Simón Bolívar, El Libertador, dedicated his life and the entirety of his family fortune to one mission: the complete removal of Spain from the continent of South America.
In the course of this mission, he failed several times and was driven from the continent – sometimes by the Spanish and other times by disgruntled former allies – and forced to take shelter on nearby islands. On those islands, he would write letters and read books and reflect incessantly on what he had done wrong and how he could remedy his failures. But there was no question that he would return. It was all he could do. It was his mission.
After several such failures, he would finally succeed. He marshalled a formidable force and engaged in one of the boldest military maneuvers attempted. He took his forces and crossed the Cordillera of the Andes, an icy and high-altitude mountain range, in order to get the jump on the Spanish forces in the nearby city of Boyacá. The great victory at Boyacá, which took place on August 7th, 1819, is celebrated as the independence day for Colombia, and is a standing testament to the inimitable audacity of Bolívar.
Throughout his military career, Bolívar would engage in many such risky and bold maneuvers, revealing the element of his character that has so captivated me of late.
For Bolívar, inertia was the enemy. Bolívar believed, much like other great revolutionaries, that our greatest battle is fought against that voice — sometimes coming from others and sometimes from ourselves — that tells us: wait and see. For Bolívar, the mistakes resulting from over-zealousness and action paled in comparison to the mistakes resulting from timidity and passivity. Furthermore, the benefits gained from the former towered above those of the latter. As a testament to Bolívar’s relentless aggression and energy, his Llaneros, the rugged and infamously savage cavalry from the north of Venezuela, called him Culo de Hierro (Iron Ass), for his ability to ride horses for shocking amounts of time to cover significant distance.
The U.S. Navy Seals, in their self-defense manuals, employ a term that I think aptly encompasses this Bolivarian attitude: violence of action, which they define as:
“Violence of action means the unrestricted use of speed, strength, surprise, and aggression to achieve total dominance against your enemy…that any fighting technique is useless unless you first totally commit to violence of action.”
I take this to mean that one must, under the right circumstances, fully commit, mentally, to a disposition of aggression and violence (either literal or metaphorical) before engaging in any action. Every action may not be violent or aggressive, but the inclination is there, in the background, ready. “Violence of action”, then, is a philosophical commitment that enables the increased efficacy of further actions and makes possible the potential for lightning-quick decisions.
During his career, Bolívar lived up to this principle to a stunning degree. His “War to the Death” against the Spanish was so brutal and relentless that the Spanish began to fear him as something of an immortal. His military achievements dwarfed those of Washington to the north, and the territory of “The Gran Colombia” that he governed during his life spanned an area larger than any controlled by Napoleon during his reign. All this done on a continent with a racial, ethnic, and ideological diversity that made unity nearly impossible. But, against all odds, even if only for a time, unity he achieved.

__Data section__
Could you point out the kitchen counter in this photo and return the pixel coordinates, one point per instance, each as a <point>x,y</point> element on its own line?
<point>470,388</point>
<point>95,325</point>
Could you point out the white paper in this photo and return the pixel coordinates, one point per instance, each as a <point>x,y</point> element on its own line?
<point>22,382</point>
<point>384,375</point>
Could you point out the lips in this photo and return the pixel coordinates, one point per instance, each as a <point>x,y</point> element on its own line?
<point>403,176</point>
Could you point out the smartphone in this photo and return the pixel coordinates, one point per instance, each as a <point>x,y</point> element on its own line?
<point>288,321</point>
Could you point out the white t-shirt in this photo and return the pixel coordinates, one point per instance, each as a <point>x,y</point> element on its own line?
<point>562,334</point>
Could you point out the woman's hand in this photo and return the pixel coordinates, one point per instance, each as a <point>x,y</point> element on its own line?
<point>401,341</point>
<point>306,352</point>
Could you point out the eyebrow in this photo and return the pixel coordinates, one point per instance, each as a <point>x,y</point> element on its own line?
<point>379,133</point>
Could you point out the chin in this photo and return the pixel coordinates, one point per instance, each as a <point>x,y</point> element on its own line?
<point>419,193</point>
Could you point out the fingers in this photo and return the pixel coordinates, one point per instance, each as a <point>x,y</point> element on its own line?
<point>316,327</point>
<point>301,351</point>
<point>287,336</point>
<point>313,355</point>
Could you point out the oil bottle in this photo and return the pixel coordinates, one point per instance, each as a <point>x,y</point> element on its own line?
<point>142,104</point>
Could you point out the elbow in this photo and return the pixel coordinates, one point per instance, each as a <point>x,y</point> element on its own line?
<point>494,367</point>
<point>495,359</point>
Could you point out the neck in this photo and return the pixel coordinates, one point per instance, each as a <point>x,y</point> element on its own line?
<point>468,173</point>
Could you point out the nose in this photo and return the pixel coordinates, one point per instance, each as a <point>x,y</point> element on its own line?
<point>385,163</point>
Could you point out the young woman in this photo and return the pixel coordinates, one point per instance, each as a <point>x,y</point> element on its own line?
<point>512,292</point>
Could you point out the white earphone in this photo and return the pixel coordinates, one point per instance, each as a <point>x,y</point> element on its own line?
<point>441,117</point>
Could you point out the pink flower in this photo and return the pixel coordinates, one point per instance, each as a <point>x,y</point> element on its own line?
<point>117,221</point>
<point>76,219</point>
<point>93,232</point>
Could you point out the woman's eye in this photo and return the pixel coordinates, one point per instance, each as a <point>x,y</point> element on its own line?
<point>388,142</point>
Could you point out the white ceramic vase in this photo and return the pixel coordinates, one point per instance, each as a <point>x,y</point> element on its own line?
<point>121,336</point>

__Task details__
Reproduce verbatim the stretch of the Bolívar essay from "After several such" through "audacity of Bolívar.". The data shown here were drawn from a separate source.

__Correct result__
After several such failures, he would finally succeed. He marshalled a formidable force and engaged in one of the boldest military maneuvers attempted. He took his forces and crossed the Cordillera of the Andes, an icy and high-altitude mountain range, in order to get the jump on the Spanish forces in the nearby city of Boyacá. The great victory at Boyacá, which took place on August 7th, 1819, is celebrated as the independence day for Colombia, and is a standing testament to the inimitable audacity of Bolívar.